Представленный текст:
Вы здесь
Воспитание героя
У Алексея Иванова уже сложилась репутация большого писателя, который не берет какую-то тему просто так, для разнообразия. Всегда есть глобальная цель, многоуровневая мифология с высказыванием в центре, ответом на все вопросы. Обычно назидательность скучна, но благодаря насыщенности деталями, разнообразию персонажей и умелому раскручиванию сюжета Иванову удавалось подавать идеи незаметно и ненавязчиво. Для него была характерна тяга к максимально динамичным эпохам — постпугачевская смута в «Золоте бунта», лихие девяностые в «Ненастье», сумятица петровских реформ в «Тоболе». Дух времени вращал эпизоды, а высказывание задавало структуру.
Но в новом романе Иванова «Пищеблок» история создает не драйв, а застой: на дворе — лето 1980 года, вокруг — типичный советский пионерлагерь. Время стоит на месте, полный штиль. Жизнь изображена как пустое пространство, которое и дети, и воспитатели заполняют бесполезными ритуалами: строевыми песнями, сбором шишек, вымученной самодеятельностью в стиле «нарисуйте плакат на тему ядерной войны». Сплошной товарищеский суд, бессмысленный и беспощадный:
— Лагунов отбивается от коллектива, — наконец сообщила Ирина. — Нигде не может укрепиться. В кружок пения записался — сбежал. В кружок рисования записался — тоже сбежал, да еще и Нине Сергеевне нагрубил. Про нашу футбольную команду я уже молчу. Он туда давным-давно не ходит.
Отряд озадаченно зашумел, не зная, как расценить метания Валерки.
— Что скажешь в свое оправдание, Лагунов?
— Ничего не скажу! — огрызнулся Валерка.
Ему было неприятно, что его поставили перед всеми и развинчивают на детали. Серебристый свет хмурого дня казался хирургическим.

Записанные данные:
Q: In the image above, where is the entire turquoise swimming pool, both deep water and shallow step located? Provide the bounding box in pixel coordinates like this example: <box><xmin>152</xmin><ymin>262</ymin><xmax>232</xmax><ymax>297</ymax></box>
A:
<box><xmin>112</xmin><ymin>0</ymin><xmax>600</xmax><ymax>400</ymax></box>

Задания для выполнения:
1. Выведите без изменений фрагмент рецензии на роман «Пищеблок», начиная со слов «Но в новом романе» и продолжая вплоть до слов «свое оправдание, Лагунов?».
2. Переведите на английский язык предложение из рецензии на роман «Пищеблок»: «Отряд озадаченно зашумел, не зная, как расценить метания Валерки».
3. Летом какого года происходит действие романа «Пищеблок», согласно рецензии?

Ответы к заданиям:
1.
Но в новом романе Иванова «Пищеблок» история создает не драйв, а застой: на дворе — лето 1980 года, вокруг — типичный советский пионерлагерь. Время стоит на месте, полный штиль. Жизнь изображена как пустое пространство, которое и дети, и воспитатели заполняют бесполезными ритуалами: строевыми песнями, сбором шишек, вымученной самодеятельностью в стиле «нарисуйте плакат на тему ядерной войны». Сплошной товарищеский суд, бессмысленный и беспощадный:
— Лагунов отбивается от коллектива, — наконец сообщила Ирина. — Нигде не может укрепиться. В кружок пения записался — сбежал. В кружок рисования записался — тоже сбежал, да еще и Нине Сергеевне нагрубил. Про нашу футбольную команду я уже молчу. Он туда давным-давно не ходит.
Отряд озадаченно зашумел, не зная, как расценить метания Валерки.
— Что скажешь в свое оправдание, Лагунов?

2. The squad murmured in bewilderment, not knowing how to take Valerka's restless switching from one thing to another.

3. Летом 1980 года.